Render as a JSON list of strings, one string per line and with blank lines omitted, the lines of the material from the line containing "Hi annotator, your task is to find the dirt patch" through the end of the material, both inclusive.

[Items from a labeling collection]
################
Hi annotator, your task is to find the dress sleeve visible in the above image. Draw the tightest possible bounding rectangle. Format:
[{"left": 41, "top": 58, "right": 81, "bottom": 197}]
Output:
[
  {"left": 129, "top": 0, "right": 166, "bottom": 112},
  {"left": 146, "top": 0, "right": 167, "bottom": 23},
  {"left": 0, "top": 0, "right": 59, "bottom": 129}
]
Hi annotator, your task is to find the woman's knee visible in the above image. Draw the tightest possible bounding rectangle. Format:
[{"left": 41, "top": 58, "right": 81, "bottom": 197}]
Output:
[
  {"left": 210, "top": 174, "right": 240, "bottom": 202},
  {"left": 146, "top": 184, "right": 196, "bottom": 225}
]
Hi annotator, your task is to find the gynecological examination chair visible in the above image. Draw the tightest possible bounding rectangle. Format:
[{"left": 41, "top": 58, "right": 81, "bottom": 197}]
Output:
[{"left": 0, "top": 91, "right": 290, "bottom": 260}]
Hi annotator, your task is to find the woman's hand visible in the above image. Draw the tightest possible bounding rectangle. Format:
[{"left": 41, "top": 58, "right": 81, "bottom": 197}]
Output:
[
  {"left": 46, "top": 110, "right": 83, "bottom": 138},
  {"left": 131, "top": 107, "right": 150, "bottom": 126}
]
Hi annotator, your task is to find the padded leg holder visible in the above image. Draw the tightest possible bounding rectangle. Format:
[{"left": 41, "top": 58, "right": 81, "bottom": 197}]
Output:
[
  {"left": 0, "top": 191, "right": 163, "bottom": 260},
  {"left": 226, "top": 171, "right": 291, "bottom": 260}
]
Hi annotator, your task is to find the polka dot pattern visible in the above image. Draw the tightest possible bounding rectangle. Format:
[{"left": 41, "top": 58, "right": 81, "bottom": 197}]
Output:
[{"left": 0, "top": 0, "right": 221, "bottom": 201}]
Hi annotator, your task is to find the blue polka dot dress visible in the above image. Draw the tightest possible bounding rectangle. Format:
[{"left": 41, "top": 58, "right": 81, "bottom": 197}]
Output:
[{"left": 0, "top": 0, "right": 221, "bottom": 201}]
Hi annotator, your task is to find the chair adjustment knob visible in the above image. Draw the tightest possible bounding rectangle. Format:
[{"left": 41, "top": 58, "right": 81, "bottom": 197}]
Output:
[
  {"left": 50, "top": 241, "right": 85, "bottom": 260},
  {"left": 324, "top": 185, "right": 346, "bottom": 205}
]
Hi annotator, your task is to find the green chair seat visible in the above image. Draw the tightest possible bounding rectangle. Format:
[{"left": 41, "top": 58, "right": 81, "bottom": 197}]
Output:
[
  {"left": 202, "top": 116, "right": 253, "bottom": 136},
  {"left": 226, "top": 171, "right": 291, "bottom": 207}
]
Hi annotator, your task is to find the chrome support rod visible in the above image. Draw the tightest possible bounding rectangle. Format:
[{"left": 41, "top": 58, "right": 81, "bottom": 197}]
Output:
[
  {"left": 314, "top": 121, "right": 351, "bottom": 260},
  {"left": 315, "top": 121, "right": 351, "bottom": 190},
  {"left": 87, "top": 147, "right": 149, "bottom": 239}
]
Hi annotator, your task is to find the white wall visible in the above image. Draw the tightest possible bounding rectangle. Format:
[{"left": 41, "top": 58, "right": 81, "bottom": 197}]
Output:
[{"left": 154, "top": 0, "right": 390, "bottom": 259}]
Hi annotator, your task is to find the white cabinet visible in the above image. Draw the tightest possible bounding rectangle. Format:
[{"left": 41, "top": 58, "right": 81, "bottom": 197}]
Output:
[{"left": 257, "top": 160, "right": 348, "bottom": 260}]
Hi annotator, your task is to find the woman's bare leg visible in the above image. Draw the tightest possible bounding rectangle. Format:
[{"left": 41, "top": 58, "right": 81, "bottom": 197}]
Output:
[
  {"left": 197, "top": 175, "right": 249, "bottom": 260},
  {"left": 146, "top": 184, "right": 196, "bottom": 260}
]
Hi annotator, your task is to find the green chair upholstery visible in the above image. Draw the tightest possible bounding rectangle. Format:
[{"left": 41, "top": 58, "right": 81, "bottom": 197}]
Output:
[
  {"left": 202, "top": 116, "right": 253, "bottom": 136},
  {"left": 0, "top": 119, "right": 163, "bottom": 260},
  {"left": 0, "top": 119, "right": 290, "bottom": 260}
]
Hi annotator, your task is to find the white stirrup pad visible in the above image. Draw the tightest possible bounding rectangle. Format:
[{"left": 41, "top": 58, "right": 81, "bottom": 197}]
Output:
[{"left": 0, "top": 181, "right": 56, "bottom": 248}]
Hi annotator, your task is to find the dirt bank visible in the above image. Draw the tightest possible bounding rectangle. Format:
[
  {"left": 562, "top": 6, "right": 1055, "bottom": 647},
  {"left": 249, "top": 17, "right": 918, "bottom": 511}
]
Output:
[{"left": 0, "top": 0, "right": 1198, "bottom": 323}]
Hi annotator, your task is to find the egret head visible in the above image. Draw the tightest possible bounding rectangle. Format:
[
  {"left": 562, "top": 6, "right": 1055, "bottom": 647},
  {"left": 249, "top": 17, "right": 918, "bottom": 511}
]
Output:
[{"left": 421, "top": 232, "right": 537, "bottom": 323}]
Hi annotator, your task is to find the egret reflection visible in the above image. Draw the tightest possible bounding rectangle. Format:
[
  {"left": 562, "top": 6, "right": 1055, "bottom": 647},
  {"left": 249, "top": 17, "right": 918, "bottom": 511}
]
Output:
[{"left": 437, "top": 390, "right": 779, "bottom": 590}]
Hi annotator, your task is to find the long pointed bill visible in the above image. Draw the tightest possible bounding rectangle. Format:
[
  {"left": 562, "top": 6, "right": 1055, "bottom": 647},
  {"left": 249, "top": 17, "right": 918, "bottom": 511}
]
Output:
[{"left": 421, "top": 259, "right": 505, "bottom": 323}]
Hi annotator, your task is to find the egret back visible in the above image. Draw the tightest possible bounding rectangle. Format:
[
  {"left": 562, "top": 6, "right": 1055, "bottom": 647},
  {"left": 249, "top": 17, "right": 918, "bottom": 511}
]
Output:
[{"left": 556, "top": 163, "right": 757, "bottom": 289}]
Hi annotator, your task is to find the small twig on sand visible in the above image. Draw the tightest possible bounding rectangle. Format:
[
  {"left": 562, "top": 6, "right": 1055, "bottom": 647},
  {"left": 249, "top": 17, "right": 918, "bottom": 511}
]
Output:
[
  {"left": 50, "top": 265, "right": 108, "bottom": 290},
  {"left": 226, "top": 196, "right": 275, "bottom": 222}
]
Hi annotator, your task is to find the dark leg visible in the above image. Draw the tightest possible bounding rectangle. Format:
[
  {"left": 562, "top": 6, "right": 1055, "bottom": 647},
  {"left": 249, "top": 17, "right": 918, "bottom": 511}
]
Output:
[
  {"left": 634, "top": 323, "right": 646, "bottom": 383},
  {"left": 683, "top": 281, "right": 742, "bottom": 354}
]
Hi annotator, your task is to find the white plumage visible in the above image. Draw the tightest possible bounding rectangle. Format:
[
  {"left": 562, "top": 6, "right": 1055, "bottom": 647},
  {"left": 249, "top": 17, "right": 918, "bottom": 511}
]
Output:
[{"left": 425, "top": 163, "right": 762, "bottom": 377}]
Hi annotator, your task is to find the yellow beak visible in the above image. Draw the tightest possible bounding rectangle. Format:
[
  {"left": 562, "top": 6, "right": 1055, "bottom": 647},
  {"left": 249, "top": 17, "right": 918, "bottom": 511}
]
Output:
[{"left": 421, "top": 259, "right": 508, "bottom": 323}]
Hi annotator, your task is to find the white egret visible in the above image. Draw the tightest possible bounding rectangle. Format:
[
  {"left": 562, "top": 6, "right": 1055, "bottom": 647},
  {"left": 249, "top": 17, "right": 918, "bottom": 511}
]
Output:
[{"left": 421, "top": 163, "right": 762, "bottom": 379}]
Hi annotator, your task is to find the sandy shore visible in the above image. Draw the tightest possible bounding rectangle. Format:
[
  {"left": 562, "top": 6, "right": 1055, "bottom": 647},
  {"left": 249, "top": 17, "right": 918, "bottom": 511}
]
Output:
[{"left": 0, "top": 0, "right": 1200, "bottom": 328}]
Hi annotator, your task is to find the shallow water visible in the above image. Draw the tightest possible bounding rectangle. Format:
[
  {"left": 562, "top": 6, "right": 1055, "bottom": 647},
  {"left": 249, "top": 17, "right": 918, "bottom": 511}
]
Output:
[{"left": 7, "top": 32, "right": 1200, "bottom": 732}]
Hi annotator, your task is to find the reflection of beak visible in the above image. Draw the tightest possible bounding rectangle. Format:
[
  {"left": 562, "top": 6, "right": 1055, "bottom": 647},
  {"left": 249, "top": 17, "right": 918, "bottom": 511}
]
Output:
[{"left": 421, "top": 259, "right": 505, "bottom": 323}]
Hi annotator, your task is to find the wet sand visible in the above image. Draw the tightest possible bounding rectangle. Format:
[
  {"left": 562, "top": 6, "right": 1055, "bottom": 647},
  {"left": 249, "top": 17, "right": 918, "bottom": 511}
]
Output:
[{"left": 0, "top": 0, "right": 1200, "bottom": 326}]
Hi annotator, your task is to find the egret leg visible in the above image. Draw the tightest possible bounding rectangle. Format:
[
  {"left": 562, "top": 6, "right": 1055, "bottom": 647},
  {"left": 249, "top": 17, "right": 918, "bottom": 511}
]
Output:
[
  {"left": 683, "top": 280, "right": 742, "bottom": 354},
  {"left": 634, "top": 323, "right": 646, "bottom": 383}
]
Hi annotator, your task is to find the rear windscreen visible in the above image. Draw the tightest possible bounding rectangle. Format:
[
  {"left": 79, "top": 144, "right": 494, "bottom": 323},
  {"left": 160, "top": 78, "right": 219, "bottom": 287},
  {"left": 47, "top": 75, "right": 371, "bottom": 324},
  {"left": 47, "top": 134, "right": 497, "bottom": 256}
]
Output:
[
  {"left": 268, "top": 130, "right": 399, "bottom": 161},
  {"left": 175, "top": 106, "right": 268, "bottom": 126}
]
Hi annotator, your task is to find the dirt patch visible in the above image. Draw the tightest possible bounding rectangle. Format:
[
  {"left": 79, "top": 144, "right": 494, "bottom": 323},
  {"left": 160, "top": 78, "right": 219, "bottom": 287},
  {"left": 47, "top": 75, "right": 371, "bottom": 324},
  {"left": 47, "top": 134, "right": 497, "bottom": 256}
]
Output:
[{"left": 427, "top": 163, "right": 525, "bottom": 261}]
################
**Solution below**
[
  "Hi annotator, your task is to find the dirt patch visible in the above image. Draw the tightest possible bounding rectangle. Format:",
  "[",
  "  {\"left\": 79, \"top\": 144, \"right\": 494, \"bottom\": 323},",
  "  {\"left\": 160, \"top\": 78, \"right\": 219, \"bottom\": 287},",
  "  {\"left\": 47, \"top\": 75, \"right\": 371, \"bottom\": 324},",
  "  {\"left\": 47, \"top\": 134, \"right\": 497, \"bottom\": 256}",
  "]",
  "Output:",
  "[{\"left\": 427, \"top\": 163, \"right\": 525, \"bottom\": 261}]"
]